• Actions to take:
a) Echo the part of the hearing transcript starting at "Mr. CAVANAUGH. I would like" and ending at "That is correct.", keeping every word unchanged.
b) Put this sentence from the hearing transcript into Spanish: "I would presume that the answer to both of those would be, yes."
c) According to the hearing transcript, on what page of the bill is the authority to issue rules and regulations under section 206?

╭─ Page text

Mr. WHALEN. Carry this a little bit further, and relate it to the approach the bill takes. Suppose we have a very serious imbalance in trade, serious enough that the President would want to declare an emergency. Would he be able to declare an emergency under this act; and if so, I would imagine, he would be able to impose limitations on consumer credit?

Mr. MAJAK. I would presume that the answer to both of those would be, yes.

Mr. BINGHAM. Does the question come up as to whether the Congress should have veto authority over the definition of what the President might issue under section 206?

Mr. MAJAK. The other document that we provided separately is the provision for congressional veto of the regulations pursuant to this act. This would be one way of giving the Congress a rather specific check over the uses of the act, including cases where the President

might choose to use domestic remedies, or where the Congress might think that such remedies are appropriate.

Mr. BINGHAM. I think the case you cite of President Roosevelt's extension of the term "banking institution," would cover something that would normally not be thought of in the banking institution as an example of where perhaps the Congress should have authority over a definition issued by the President in regulation. Bearing in mind that in all cases the declaration of emergency under the National Emergencies Act is subject to congressional veto, this would be a more limited exercise of that power?

Mr. MAJAK. Yes. While we are stopping, this is jumping ahead in the bill, but I would point out that on page 10, section 206, on the bottom, there is the authority to issue the rules and regulations.

The original Trading With the Enemy Act contained a broad authority to issue rules and regulations, including definitions and definition of terms. Section 206, as we have it, is still quite broad, and it still includes, as the administration has urged, specific reference to describing of definitions, although it is slightly less broad than the definition in the existing Trading With the Enemy Act.

I suppose that here, again, it could be an argument for inclusion of a provision which would allow Congress to veto certain regulations. Mr. WHALEN. Thank you.

Mr. MAJAK. I think that is all.

Mr. CAVANAUGH. I would like you to readdress yourself to 204 (a) and (b). (b) is simply applicable to interests of foreign countries. Mr. MAJAK. That is correct.

Mr. CAVANAUGH. I would draw your attention to (ii).

╰─
╭─ Data entries

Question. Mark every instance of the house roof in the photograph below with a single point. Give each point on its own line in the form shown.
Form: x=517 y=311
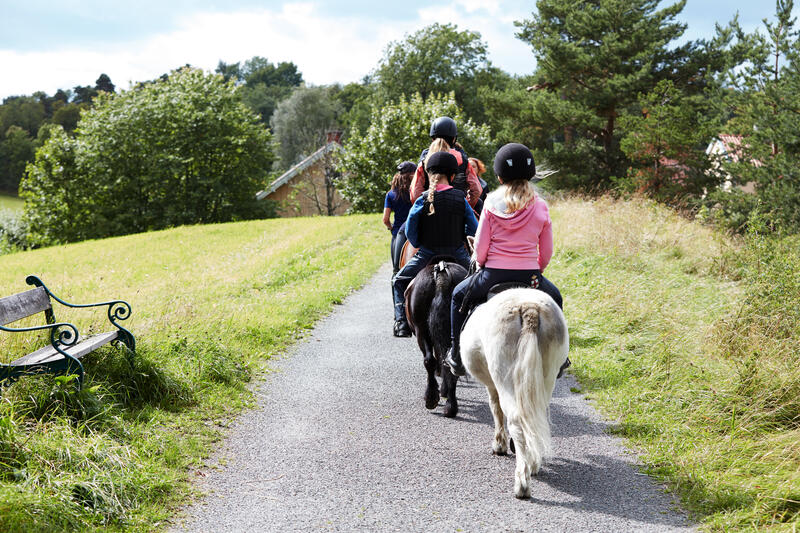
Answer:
x=297 y=169
x=729 y=147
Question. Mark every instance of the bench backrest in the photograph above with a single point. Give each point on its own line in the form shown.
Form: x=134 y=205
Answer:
x=24 y=304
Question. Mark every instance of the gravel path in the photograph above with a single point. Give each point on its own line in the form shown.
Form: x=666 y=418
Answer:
x=341 y=441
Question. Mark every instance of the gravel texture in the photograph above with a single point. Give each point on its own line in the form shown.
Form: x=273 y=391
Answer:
x=341 y=441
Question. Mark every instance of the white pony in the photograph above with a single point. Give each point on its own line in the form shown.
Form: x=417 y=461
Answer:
x=515 y=344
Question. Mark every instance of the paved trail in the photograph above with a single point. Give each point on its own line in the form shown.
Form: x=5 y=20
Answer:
x=341 y=441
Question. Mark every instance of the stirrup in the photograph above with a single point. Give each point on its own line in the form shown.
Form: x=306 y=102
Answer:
x=456 y=367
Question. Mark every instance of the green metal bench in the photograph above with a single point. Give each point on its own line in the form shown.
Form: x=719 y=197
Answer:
x=66 y=346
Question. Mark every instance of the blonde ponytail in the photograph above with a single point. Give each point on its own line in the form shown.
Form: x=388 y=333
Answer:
x=517 y=194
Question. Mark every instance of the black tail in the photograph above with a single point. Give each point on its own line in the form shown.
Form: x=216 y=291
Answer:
x=446 y=276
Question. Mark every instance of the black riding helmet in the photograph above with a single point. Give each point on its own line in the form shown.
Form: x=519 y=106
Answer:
x=442 y=163
x=514 y=162
x=444 y=127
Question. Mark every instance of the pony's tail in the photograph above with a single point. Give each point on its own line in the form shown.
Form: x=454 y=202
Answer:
x=530 y=393
x=439 y=316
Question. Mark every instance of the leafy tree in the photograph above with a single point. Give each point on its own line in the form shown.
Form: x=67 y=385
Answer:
x=354 y=99
x=594 y=59
x=666 y=144
x=262 y=84
x=302 y=121
x=103 y=83
x=184 y=150
x=399 y=132
x=27 y=112
x=67 y=116
x=436 y=59
x=83 y=94
x=765 y=104
x=16 y=149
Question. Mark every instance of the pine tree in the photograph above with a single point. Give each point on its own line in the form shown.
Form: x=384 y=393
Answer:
x=594 y=58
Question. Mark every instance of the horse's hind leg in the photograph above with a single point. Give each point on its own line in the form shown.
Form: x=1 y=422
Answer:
x=449 y=382
x=500 y=442
x=522 y=473
x=431 y=364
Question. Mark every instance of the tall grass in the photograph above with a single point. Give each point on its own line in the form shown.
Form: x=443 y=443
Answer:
x=211 y=305
x=690 y=342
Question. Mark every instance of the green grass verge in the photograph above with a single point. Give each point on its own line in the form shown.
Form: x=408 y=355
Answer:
x=689 y=356
x=211 y=305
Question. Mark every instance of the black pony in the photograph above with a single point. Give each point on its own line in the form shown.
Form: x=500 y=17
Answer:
x=428 y=312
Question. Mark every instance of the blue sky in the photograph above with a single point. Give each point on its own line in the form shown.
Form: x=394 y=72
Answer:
x=46 y=45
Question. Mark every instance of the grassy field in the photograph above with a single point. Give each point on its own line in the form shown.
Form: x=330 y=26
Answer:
x=10 y=202
x=656 y=306
x=211 y=305
x=682 y=350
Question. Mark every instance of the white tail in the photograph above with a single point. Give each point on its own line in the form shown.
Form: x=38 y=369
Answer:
x=530 y=393
x=514 y=344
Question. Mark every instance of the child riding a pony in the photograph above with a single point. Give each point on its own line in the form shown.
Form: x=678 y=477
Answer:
x=437 y=224
x=514 y=241
x=398 y=199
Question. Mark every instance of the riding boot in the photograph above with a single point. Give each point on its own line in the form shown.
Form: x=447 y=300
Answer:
x=401 y=328
x=566 y=364
x=453 y=360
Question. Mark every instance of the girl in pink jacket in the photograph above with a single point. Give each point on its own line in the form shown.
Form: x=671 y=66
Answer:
x=514 y=241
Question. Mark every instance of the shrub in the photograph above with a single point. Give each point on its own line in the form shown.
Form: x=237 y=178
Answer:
x=180 y=150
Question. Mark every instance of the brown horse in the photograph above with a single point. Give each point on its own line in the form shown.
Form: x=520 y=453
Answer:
x=428 y=312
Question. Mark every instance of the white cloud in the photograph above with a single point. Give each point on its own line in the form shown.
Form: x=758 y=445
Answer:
x=325 y=49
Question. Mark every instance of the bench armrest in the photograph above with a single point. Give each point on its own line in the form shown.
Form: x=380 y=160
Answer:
x=59 y=338
x=117 y=310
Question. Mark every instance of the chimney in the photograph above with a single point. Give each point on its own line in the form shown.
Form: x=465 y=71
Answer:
x=335 y=136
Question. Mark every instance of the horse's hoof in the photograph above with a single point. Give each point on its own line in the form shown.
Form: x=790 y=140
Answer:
x=431 y=401
x=498 y=448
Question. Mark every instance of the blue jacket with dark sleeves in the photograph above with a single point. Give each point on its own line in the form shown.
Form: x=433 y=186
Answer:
x=452 y=220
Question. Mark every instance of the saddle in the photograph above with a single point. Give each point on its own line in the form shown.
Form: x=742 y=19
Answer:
x=472 y=303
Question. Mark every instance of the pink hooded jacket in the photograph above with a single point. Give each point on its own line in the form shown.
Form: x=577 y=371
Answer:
x=518 y=241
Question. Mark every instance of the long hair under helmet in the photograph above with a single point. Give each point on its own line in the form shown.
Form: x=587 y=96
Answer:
x=514 y=161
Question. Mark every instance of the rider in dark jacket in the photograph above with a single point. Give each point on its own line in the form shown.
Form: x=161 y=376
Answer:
x=437 y=224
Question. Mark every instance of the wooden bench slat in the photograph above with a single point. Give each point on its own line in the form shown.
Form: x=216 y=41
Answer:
x=24 y=304
x=49 y=354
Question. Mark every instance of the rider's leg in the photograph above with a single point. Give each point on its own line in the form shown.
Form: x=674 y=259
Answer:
x=400 y=282
x=397 y=247
x=393 y=255
x=547 y=286
x=475 y=288
x=462 y=256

╰─

• Task-by-task solutions:
a)
Mr. CAVANAUGH. I would like you to readdress yourself to 204 (a) and (b). (b) is simply applicable to interests of foreign countries. Mr. MAJAK. That is correct.

b) Supondría que la respuesta a ambas sería que sí.

c) It is on page 10, at the bottom.